Problem >>
Transcribe, word for word, the line containing "point: the brick wall, a" and each line following it through the end of the listing below. Omit all other lines.
........
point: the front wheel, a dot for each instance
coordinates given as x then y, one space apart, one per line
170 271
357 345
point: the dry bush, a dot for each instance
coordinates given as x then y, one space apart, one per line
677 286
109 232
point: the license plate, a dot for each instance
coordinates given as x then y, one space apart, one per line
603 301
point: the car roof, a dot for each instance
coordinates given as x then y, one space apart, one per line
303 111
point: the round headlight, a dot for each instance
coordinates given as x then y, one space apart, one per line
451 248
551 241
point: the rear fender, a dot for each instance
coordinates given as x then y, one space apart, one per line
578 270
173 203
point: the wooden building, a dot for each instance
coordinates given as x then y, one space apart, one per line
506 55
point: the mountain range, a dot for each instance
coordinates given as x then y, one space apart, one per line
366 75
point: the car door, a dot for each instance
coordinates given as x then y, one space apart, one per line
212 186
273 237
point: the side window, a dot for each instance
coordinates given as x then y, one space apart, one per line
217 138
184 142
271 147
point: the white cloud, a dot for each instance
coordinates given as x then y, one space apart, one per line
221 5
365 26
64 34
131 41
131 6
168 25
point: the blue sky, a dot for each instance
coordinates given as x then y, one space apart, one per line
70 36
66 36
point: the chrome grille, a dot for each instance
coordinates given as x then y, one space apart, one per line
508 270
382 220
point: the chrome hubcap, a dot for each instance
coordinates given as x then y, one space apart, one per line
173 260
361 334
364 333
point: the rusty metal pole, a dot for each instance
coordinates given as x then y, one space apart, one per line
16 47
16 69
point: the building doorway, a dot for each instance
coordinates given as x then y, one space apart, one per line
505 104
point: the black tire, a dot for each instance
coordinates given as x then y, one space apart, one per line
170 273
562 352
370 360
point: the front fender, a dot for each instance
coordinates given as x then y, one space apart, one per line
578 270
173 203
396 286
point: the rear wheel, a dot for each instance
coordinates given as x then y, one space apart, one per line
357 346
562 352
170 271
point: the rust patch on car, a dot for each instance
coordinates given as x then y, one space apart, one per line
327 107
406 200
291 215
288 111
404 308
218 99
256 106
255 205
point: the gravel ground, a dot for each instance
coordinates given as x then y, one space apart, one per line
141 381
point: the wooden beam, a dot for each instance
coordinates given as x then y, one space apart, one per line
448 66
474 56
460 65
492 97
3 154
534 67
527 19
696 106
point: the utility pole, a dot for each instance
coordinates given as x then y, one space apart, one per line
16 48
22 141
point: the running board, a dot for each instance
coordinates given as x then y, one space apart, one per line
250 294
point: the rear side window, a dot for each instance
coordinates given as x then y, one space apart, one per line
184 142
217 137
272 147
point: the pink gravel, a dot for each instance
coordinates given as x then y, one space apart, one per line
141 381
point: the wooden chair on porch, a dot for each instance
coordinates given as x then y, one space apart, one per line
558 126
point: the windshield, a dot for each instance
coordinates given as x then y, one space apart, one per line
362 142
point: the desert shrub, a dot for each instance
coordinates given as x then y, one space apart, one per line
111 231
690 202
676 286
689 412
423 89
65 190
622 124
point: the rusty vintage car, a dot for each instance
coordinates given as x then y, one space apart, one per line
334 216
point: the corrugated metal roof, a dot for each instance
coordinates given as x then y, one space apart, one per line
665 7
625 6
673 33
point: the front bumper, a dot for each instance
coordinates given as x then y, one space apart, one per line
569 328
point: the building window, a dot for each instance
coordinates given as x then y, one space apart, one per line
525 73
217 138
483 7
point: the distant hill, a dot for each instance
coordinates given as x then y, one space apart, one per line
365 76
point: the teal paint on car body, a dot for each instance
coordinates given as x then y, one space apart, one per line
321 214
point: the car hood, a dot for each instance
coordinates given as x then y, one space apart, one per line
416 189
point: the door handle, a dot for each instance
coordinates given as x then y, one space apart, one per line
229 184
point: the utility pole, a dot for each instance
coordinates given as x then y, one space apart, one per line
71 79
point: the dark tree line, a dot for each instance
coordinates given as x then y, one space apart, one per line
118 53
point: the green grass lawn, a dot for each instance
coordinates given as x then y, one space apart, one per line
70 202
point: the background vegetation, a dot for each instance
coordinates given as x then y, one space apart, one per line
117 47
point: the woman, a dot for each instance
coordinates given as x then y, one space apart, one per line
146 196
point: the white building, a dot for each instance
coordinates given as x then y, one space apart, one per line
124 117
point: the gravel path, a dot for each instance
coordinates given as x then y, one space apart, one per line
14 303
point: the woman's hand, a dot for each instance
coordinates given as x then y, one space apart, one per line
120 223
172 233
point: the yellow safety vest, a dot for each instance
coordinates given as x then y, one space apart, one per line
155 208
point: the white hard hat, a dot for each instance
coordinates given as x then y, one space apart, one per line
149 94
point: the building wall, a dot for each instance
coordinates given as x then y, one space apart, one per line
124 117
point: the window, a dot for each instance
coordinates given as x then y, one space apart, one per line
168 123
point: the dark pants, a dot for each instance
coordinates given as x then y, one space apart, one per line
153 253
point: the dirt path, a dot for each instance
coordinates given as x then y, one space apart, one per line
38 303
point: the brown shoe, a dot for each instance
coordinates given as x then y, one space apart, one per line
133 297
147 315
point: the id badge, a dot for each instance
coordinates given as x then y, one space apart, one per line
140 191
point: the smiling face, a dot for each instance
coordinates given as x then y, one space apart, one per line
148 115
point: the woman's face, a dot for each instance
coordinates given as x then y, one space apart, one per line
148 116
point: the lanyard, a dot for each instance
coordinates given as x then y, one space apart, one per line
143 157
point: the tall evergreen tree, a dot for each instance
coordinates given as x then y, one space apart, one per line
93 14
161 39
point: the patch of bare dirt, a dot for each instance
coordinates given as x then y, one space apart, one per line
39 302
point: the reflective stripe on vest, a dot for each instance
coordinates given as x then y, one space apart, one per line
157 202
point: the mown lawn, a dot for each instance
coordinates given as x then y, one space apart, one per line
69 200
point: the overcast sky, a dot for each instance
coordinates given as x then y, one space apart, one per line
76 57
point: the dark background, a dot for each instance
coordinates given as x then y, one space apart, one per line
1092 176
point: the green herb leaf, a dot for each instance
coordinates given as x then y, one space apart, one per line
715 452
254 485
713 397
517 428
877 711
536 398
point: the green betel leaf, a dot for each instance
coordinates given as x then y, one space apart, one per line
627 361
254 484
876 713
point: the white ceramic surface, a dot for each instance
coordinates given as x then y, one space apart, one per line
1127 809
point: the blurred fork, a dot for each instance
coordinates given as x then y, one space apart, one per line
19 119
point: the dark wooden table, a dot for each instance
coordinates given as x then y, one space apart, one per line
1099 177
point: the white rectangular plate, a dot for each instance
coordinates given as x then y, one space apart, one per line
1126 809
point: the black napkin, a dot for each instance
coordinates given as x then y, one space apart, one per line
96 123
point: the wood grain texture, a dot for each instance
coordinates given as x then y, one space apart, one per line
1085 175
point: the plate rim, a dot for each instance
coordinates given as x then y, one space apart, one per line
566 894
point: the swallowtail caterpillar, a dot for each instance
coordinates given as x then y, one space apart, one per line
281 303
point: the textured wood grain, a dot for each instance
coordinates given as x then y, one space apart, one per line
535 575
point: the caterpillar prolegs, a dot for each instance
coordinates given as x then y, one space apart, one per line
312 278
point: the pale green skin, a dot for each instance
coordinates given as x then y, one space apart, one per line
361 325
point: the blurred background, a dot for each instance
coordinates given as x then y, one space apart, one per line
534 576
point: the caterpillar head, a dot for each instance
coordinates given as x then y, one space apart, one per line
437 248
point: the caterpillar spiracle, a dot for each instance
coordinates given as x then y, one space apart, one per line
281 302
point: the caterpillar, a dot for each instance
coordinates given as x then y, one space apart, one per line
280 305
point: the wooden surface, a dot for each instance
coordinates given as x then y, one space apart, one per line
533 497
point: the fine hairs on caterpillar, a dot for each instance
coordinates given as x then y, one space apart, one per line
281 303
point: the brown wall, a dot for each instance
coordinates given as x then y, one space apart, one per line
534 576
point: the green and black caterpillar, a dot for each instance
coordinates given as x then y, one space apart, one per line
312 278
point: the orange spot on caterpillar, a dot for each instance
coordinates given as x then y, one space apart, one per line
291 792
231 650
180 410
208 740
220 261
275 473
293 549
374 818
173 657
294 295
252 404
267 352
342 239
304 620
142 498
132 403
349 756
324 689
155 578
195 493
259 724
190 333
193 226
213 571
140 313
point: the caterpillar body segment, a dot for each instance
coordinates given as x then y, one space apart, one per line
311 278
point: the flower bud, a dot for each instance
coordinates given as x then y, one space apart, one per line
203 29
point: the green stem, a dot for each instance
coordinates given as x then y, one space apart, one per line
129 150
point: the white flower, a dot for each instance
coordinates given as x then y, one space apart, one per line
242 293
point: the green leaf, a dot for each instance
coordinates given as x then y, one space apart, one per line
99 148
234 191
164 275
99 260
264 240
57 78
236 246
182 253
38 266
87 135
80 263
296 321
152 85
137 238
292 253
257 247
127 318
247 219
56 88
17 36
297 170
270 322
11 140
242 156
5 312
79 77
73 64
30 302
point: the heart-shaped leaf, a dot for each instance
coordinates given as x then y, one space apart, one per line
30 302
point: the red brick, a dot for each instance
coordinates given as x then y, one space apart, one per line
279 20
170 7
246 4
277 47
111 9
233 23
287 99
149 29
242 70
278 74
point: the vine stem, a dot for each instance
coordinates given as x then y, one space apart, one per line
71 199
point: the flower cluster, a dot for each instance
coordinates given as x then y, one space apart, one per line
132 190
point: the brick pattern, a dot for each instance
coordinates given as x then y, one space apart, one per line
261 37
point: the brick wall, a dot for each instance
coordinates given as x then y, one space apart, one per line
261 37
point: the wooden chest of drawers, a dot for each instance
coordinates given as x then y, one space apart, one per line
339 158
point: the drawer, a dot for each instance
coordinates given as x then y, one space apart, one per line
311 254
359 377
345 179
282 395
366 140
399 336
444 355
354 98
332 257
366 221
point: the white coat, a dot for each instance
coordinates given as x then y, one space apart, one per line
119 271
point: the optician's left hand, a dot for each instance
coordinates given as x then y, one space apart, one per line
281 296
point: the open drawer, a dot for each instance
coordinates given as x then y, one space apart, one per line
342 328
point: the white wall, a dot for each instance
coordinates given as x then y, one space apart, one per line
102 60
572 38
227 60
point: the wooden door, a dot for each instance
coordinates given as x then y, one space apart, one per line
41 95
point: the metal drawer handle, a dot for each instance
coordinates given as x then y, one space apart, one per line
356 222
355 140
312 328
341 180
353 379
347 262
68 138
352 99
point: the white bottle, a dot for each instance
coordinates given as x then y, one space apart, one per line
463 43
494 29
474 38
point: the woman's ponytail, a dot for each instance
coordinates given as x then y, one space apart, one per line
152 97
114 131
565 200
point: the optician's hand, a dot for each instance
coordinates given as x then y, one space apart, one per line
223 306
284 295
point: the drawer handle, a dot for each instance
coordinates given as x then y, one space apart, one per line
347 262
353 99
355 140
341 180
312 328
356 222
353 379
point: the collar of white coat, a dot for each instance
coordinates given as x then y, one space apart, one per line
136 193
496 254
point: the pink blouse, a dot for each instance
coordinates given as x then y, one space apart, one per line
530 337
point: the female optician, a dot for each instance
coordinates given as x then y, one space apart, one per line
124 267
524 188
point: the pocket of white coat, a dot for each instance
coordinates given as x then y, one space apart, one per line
........
Final answer >>
point: the brick wall, a dot for each instance
coordinates given as x then y, one space apart, one per line
261 37
point: the wooden chest of drawers, a dot for each instance
coordinates given as x then y, one space apart, one per line
339 158
point: the drawer, a dot for each instance
coordinates given as x then y, one space apart, one per line
311 254
359 377
345 179
282 395
366 140
399 336
444 355
354 98
332 257
366 221
point: the white coat, a dot for each instance
coordinates given as x then y, one space apart, one per line
119 271
point: the optician's left hand, a dot for each instance
coordinates given as x then y, one space apart, one per line
281 296
point: the open drawer, a dot for each instance
coordinates given as x then y, one space apart, one per line
342 328
point: the white wall, a dot for each instance
coordinates given as x then y, one space apart, one per line
102 60
572 38
227 60
point: the wooden door, a dot for each instance
coordinates given as x then y, one space apart, one per line
41 95
point: the metal drawer handle, a dot for each instance
coordinates given as x then y, one space apart, one per line
356 222
355 140
312 328
341 180
353 379
347 262
68 138
352 99
point: the white bottle, a dot for each instance
coordinates given as x then y, one space apart, one per line
463 43
494 29
474 38
point: the woman's ponytail, a dot for each instance
coordinates given as x then y, one space apart, one per line
152 97
114 131
565 200
point: the optician's hand, a dot for each instance
coordinates given as x then y, one space apart, one per line
223 306
284 295
point: the drawer handle, a dot for each instance
coordinates given as x then y, one space apart, one per line
347 262
353 99
355 140
341 180
312 328
356 222
353 379
point: the collar of white coat, a dot for each instance
coordinates given as x then y, one space apart, one per line
136 193
496 254
point: the pink blouse, a dot for each instance
coordinates given as x then y, one space apart, one per line
530 337
point: the female optician, a dot for each instance
coordinates given as x then y, one space apart, one per line
124 267
524 188
point: the pocket of white coat, a dot for each instance
coordinates given as x then y, one space apart, one per line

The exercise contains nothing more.